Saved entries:
Segment Open

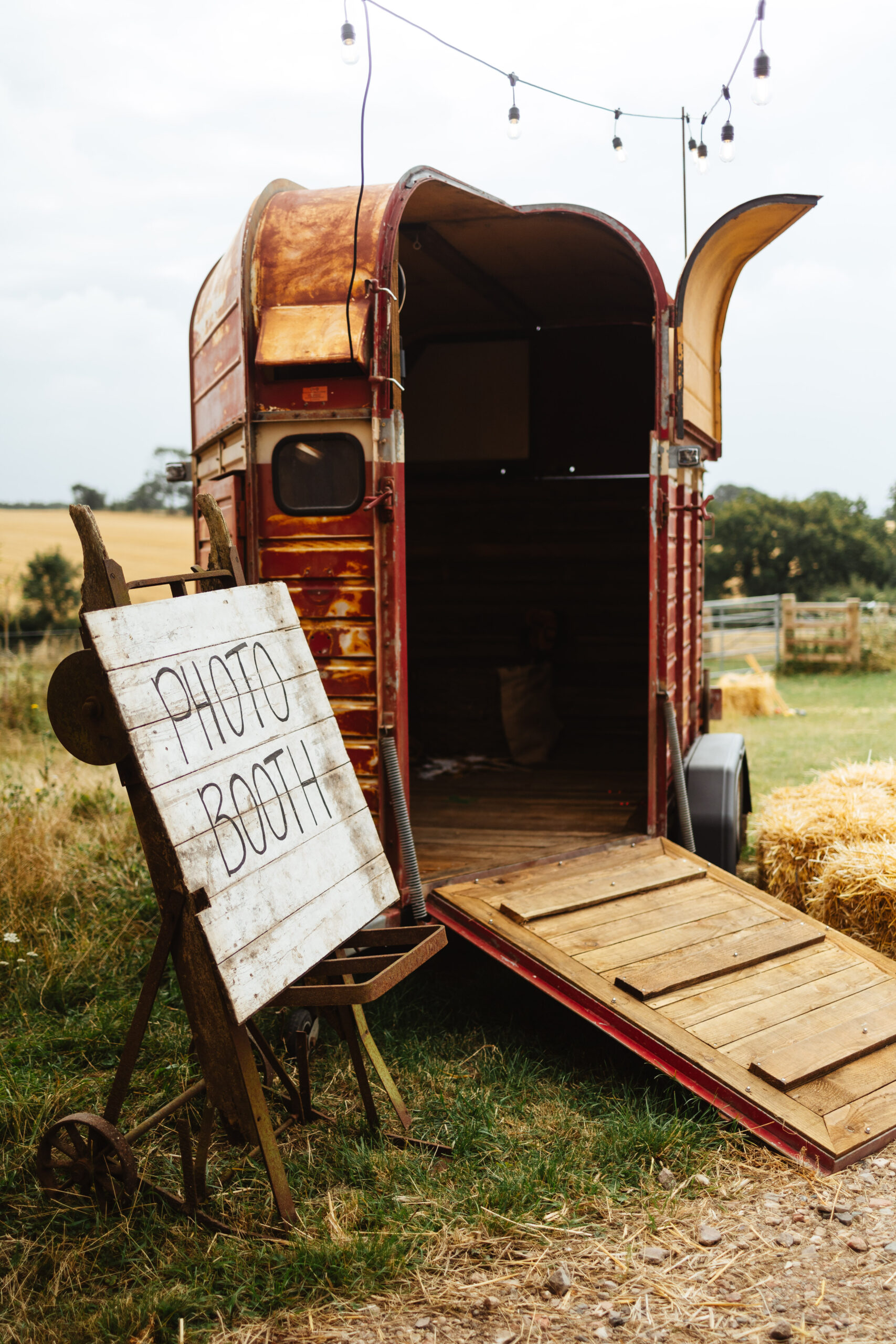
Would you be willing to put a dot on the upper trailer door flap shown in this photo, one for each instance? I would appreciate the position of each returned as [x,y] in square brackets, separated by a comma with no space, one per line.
[703,298]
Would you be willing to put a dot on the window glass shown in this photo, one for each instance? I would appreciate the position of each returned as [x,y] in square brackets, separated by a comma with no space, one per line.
[319,474]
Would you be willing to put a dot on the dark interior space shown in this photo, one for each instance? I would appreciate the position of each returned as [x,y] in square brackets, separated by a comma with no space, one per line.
[527,496]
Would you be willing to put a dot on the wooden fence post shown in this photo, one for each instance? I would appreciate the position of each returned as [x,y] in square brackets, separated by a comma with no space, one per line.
[787,624]
[853,631]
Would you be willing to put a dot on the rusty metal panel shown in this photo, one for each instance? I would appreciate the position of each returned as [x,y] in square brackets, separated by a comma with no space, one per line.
[222,351]
[349,676]
[340,639]
[364,757]
[303,250]
[319,601]
[356,718]
[318,558]
[313,334]
[224,405]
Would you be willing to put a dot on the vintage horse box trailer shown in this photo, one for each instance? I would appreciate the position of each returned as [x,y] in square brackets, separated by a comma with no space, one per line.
[480,478]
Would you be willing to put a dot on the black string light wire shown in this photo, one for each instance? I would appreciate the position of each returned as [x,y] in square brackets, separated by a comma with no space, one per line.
[361,195]
[761,96]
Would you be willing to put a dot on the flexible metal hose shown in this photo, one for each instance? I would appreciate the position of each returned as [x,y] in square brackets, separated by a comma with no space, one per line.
[679,774]
[404,826]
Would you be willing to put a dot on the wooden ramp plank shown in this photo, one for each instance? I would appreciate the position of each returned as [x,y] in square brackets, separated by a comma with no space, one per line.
[847,1085]
[592,890]
[642,1016]
[673,940]
[567,870]
[442,851]
[741,988]
[806,1059]
[863,1119]
[762,1043]
[785,936]
[555,927]
[789,1003]
[625,928]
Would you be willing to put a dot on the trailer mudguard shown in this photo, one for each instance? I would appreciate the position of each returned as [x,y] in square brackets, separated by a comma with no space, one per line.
[718,781]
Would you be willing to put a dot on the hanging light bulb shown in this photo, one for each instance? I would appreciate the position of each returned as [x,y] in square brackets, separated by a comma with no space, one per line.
[351,51]
[513,114]
[617,143]
[761,92]
[727,151]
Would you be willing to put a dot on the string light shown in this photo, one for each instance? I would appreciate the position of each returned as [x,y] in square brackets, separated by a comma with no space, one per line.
[617,143]
[513,114]
[351,51]
[761,93]
[727,151]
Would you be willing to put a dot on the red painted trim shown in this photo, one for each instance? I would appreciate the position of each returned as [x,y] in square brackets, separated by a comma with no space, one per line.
[726,1100]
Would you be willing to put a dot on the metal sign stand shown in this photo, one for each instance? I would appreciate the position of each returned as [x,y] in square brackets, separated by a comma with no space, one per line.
[88,1152]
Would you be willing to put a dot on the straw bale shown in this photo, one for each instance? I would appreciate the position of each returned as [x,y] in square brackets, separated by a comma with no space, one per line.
[882,773]
[856,891]
[749,694]
[798,827]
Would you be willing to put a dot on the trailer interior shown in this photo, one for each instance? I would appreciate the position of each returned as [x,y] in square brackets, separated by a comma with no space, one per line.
[530,398]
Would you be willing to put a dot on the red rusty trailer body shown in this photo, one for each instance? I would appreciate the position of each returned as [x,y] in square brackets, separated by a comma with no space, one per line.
[553,385]
[495,490]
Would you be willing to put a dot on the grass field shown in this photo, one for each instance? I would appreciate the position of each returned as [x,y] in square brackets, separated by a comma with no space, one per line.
[848,717]
[144,545]
[544,1113]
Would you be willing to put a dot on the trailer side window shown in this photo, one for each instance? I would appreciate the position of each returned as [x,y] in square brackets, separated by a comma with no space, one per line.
[319,474]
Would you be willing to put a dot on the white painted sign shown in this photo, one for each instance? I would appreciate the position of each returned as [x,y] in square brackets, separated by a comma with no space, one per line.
[238,743]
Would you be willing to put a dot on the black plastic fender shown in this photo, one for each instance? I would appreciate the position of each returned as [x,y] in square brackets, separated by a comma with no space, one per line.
[718,781]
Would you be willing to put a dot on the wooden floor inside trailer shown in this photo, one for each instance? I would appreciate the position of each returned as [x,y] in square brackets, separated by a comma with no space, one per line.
[483,819]
[781,1022]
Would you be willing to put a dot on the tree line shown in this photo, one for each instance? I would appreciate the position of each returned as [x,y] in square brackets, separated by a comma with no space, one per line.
[825,548]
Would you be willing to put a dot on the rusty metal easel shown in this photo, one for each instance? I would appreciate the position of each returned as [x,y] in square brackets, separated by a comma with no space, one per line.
[89,1152]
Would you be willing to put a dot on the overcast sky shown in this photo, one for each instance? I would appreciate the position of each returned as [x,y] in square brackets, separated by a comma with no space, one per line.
[135,136]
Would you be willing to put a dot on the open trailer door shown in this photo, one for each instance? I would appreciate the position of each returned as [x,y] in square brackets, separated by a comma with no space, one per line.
[702,304]
[784,1025]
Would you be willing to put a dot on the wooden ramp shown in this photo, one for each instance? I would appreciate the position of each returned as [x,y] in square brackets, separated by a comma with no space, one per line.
[779,1022]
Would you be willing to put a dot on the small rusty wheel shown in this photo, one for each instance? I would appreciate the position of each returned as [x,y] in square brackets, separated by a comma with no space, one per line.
[85,1152]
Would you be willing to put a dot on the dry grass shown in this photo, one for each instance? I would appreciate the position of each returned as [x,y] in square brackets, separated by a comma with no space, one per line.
[144,545]
[749,694]
[818,846]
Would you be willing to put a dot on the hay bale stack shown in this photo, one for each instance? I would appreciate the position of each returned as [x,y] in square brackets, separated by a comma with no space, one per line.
[856,891]
[749,694]
[801,830]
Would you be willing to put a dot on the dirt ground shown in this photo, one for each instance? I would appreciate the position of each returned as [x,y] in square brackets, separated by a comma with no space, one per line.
[749,1258]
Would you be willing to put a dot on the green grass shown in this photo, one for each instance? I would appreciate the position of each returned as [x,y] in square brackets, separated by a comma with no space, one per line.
[847,718]
[542,1110]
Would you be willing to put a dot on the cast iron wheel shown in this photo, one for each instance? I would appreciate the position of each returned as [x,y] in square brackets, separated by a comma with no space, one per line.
[87,1152]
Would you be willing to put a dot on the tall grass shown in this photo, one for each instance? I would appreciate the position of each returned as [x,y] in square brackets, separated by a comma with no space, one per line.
[543,1112]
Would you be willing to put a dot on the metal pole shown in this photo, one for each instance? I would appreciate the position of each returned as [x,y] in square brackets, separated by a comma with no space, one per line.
[684,179]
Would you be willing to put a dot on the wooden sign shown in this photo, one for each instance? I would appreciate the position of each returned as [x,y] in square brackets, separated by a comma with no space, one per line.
[239,748]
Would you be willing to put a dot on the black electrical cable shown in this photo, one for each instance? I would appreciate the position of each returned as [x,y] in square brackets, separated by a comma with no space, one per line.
[554,93]
[361,195]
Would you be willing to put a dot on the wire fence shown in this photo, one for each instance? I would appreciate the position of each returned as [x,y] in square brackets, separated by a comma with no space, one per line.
[734,628]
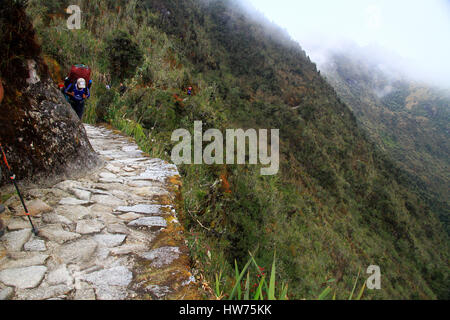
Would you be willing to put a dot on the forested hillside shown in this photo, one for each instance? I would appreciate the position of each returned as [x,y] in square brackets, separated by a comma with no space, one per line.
[338,203]
[407,119]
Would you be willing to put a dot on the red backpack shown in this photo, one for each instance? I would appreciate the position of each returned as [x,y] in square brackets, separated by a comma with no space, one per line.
[79,71]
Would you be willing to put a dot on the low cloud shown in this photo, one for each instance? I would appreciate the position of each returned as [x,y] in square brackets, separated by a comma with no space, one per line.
[411,34]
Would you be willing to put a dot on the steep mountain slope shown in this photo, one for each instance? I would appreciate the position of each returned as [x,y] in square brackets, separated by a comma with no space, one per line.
[408,120]
[337,205]
[40,132]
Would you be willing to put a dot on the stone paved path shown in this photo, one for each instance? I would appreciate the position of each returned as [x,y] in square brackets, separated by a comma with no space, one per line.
[111,235]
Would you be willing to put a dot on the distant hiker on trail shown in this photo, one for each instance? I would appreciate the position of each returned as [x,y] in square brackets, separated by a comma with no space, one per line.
[78,94]
[122,89]
[77,87]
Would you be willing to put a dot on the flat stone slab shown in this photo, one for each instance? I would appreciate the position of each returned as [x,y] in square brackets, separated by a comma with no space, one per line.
[23,278]
[53,218]
[72,202]
[110,240]
[73,213]
[158,291]
[37,207]
[142,208]
[82,194]
[109,201]
[119,228]
[35,245]
[148,222]
[107,175]
[43,293]
[57,233]
[162,256]
[60,276]
[116,276]
[15,240]
[89,226]
[24,259]
[15,224]
[68,185]
[79,251]
[6,293]
[130,216]
[128,248]
[110,284]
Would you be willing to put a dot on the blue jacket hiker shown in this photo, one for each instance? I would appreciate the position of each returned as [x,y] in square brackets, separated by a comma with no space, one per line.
[78,93]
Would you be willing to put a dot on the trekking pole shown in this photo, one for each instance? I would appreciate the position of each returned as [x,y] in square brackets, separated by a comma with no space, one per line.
[12,176]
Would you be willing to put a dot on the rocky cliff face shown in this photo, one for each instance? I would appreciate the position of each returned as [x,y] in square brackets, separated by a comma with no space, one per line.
[39,131]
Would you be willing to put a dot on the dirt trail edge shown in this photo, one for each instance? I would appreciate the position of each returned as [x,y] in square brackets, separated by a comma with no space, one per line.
[111,235]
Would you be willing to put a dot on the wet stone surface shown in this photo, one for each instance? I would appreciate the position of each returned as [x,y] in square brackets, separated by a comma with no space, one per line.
[113,234]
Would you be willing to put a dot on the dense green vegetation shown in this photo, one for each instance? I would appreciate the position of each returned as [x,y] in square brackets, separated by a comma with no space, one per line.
[337,206]
[408,120]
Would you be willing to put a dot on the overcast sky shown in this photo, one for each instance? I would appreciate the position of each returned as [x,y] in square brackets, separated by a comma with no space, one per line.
[417,30]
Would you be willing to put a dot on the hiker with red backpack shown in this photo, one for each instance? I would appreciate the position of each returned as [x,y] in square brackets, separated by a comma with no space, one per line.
[76,87]
[78,93]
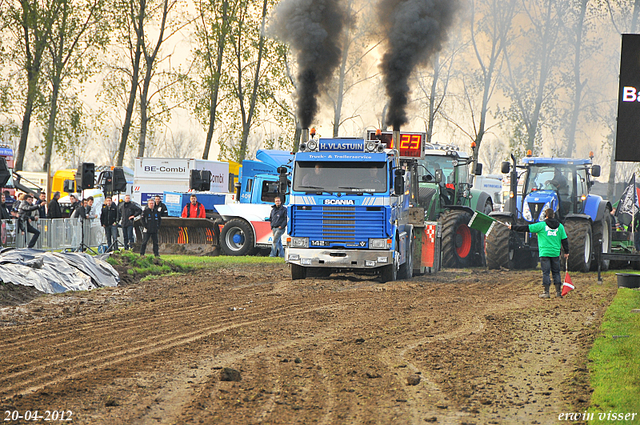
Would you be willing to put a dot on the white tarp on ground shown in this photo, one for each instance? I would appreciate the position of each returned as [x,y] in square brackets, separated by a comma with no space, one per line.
[55,272]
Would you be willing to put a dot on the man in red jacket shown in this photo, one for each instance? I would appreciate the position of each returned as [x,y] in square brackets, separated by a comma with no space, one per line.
[194,209]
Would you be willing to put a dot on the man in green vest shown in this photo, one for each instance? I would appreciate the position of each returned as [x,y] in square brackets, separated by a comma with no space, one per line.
[551,236]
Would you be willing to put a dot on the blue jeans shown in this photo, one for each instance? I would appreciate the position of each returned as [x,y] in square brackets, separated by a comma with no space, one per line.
[550,264]
[127,232]
[276,247]
[111,232]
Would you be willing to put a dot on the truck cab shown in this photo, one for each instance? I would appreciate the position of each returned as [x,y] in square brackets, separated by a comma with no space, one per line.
[347,209]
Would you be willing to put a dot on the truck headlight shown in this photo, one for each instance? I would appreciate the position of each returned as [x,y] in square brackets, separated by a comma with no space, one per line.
[299,243]
[526,212]
[379,243]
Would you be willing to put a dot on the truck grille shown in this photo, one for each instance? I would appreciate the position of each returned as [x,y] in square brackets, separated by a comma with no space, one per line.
[331,223]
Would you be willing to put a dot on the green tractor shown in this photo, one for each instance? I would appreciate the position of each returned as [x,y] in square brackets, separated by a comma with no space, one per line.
[445,192]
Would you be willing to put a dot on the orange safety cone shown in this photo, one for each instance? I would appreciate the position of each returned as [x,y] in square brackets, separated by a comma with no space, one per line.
[567,286]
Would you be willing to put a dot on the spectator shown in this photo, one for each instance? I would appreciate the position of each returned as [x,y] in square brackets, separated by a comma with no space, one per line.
[54,207]
[15,211]
[150,223]
[128,212]
[162,208]
[194,209]
[4,211]
[26,208]
[278,220]
[75,204]
[8,200]
[109,220]
[551,236]
[42,205]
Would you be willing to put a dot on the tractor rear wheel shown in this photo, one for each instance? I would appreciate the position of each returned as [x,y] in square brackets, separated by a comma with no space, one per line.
[498,254]
[236,238]
[457,239]
[298,272]
[602,231]
[580,245]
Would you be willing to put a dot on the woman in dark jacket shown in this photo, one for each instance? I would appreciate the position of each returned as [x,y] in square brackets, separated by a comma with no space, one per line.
[151,218]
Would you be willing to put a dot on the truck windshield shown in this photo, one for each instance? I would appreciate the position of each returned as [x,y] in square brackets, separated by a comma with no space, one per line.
[340,177]
[549,177]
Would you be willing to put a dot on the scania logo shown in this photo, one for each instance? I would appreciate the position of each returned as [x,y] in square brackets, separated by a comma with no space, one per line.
[339,202]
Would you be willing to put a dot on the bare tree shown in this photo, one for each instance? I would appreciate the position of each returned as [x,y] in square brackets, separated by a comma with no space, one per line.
[531,72]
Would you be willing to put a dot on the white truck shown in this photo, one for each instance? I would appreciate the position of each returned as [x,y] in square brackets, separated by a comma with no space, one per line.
[154,176]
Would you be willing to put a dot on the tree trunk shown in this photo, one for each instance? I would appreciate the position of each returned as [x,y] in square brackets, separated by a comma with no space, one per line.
[246,125]
[134,79]
[432,97]
[215,85]
[579,85]
[337,112]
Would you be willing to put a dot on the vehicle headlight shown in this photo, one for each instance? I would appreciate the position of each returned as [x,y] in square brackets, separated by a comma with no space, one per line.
[299,243]
[379,243]
[526,212]
[544,208]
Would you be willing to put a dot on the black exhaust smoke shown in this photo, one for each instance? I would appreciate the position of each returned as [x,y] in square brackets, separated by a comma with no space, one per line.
[313,29]
[414,30]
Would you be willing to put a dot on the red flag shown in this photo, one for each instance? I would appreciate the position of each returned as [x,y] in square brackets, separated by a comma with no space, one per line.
[567,286]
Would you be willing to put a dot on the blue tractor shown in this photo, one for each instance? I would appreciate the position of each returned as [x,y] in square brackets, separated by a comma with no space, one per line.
[561,184]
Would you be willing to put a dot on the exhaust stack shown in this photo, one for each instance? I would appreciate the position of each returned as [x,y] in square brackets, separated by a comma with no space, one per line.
[396,138]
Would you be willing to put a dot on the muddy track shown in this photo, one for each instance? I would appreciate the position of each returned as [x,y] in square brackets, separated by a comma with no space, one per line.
[327,350]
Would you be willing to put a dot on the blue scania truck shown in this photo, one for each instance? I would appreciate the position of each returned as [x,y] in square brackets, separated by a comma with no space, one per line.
[350,209]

Segment Closed

Only a verbatim transcription of the lines from the one containing "the tree trunk" through the last line of the records counts as the answer.

Would you be willing to put a dot on the tree trunk shown in this photo, one for each instance? I would appreciate the position of each returned as [x,y] in square brackets, separated by a comma with no space, one per line.
[246,125]
[134,79]
[432,97]
[215,85]
[579,85]
[337,112]
Would you be willing to put a dot on the vehicle headlight shown in this photo, one for each instance? I would appreciate the position of each returned as [x,y] in square brackets, separated by a comma with no space, one per line.
[299,243]
[379,243]
[526,212]
[544,208]
Would you be willing to put a dot on the black exhaust smoke shown in this photo, one for each instance? I would appreciate the position of each returned as [x,y] in square brackets, separated by a comma with no space, one per line.
[313,29]
[414,30]
Would you be willing to put a dot on the red flag shown in this photo, one for each instance? I would appreciate the position of each returned as [x,y] in square brackets, separated by a comma with no space, one per line.
[567,286]
Would you be willing to put a dot on the blue tractor shown in this photo, one for each instance? I would appreciate the position of each returned as [x,y] in square brackets, separated by a comma with no space, one per line.
[561,184]
Would you be willing to put a dot on the exhaust stack shown in this photo, one for each instance? I would appreciate the position of each returned as [x,y] in square brackets, separated by a comma with no space, one per line.
[396,138]
Would you be willing to put a dot on the muddy track shown in this photo, one for each instance? I would appreciate the position of each returned as [x,y] in square brackets, separated by a comma with no space, one per line.
[327,350]
Would you be willing to put a dot on the blue scania truck shown in this photo, one for each instance? I would appreciate the position of each returned as [x,y] in square brackets, separated by a comma with no space, one per line.
[350,209]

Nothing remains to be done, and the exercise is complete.